REQUIRED ACTION:
Write all of the entries again. Keep them exactly as they are.

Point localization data
|---|

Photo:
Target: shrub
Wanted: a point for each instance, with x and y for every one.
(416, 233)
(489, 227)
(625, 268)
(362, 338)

|---|

FINISHED TASK:
Photo:
Target: shrub
Wanted: a point for each instance, with x and y for every one.
(416, 233)
(489, 227)
(625, 268)
(362, 338)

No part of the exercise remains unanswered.